## start Stored data

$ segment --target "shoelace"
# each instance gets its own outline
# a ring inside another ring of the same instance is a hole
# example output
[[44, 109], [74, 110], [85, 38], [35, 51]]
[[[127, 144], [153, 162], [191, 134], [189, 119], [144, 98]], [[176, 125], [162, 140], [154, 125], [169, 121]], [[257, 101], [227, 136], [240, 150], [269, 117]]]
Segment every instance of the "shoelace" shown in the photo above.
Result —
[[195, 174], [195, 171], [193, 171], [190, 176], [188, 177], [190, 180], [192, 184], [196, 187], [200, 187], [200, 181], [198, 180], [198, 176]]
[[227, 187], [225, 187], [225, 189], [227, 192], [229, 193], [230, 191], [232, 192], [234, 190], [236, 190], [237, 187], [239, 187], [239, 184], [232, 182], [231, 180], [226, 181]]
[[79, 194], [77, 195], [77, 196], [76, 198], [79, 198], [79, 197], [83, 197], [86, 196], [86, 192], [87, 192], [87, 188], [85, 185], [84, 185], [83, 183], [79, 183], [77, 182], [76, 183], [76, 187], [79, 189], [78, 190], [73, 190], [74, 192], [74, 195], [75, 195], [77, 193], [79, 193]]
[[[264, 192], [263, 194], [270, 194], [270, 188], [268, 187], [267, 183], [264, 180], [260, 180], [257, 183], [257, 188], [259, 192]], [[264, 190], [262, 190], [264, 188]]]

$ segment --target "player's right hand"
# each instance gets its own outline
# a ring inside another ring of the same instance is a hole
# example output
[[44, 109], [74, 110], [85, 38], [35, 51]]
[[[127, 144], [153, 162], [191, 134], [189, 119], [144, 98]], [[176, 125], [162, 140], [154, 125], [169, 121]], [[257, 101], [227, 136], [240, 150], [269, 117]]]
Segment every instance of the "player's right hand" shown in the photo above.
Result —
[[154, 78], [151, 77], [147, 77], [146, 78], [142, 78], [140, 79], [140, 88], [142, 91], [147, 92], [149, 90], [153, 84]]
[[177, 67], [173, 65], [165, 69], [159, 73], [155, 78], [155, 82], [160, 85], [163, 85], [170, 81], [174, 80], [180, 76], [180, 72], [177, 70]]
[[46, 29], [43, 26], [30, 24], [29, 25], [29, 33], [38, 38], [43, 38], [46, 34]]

## end Stored data

Work instructions |
Please change "outline" to "contour" everywhere it appears in the records above, and reproduce them with nothing else altered.

Finished answer |
$ segment --target "shoelace"
# each instance gets its own contour
# a ring inside another ring of the same instance is a hole
# example output
[[44, 109], [74, 110], [85, 38], [35, 51]]
[[[127, 144], [153, 162], [191, 134], [189, 119], [144, 98]], [[176, 125], [162, 140], [154, 125], [169, 121]], [[257, 101], [227, 136], [240, 150], [269, 117]]]
Segment every instance of the "shoelace" shown in the photo above.
Result —
[[195, 174], [195, 171], [193, 171], [190, 176], [188, 177], [190, 180], [192, 184], [196, 187], [200, 187], [200, 181], [198, 180], [198, 176]]
[[227, 187], [225, 187], [225, 189], [227, 192], [229, 193], [230, 191], [232, 192], [234, 190], [236, 190], [237, 187], [239, 187], [239, 184], [232, 182], [231, 180], [226, 181]]
[[79, 194], [77, 195], [77, 196], [76, 198], [79, 198], [79, 197], [83, 197], [86, 196], [86, 192], [87, 192], [87, 188], [85, 185], [84, 185], [83, 183], [79, 183], [77, 182], [76, 183], [76, 187], [79, 189], [78, 190], [73, 190], [74, 192], [74, 195], [75, 195], [77, 193], [79, 193]]
[[[264, 192], [263, 194], [270, 194], [270, 188], [268, 187], [267, 183], [264, 180], [260, 180], [257, 183], [257, 188], [259, 192]], [[264, 190], [262, 190], [264, 188]]]

$ segment --target "player's right hand"
# each instance gets its own contour
# a ring inside another ring of the same instance is a hole
# example output
[[44, 109], [74, 110], [85, 38], [35, 51]]
[[[127, 144], [153, 162], [191, 134], [189, 119], [144, 98]], [[176, 125], [162, 140], [154, 125], [169, 121]], [[257, 101], [227, 136], [240, 150], [269, 117]]]
Segment every instance of the "player's right hand" shown in the photo above.
Result —
[[154, 78], [151, 77], [147, 77], [146, 78], [142, 78], [140, 79], [140, 88], [142, 91], [147, 92], [149, 90], [153, 84]]
[[177, 67], [173, 65], [165, 69], [159, 73], [155, 78], [155, 82], [160, 85], [163, 85], [170, 81], [174, 80], [180, 76], [180, 72], [177, 70]]
[[46, 29], [43, 26], [30, 24], [29, 25], [29, 33], [38, 38], [43, 38], [46, 34]]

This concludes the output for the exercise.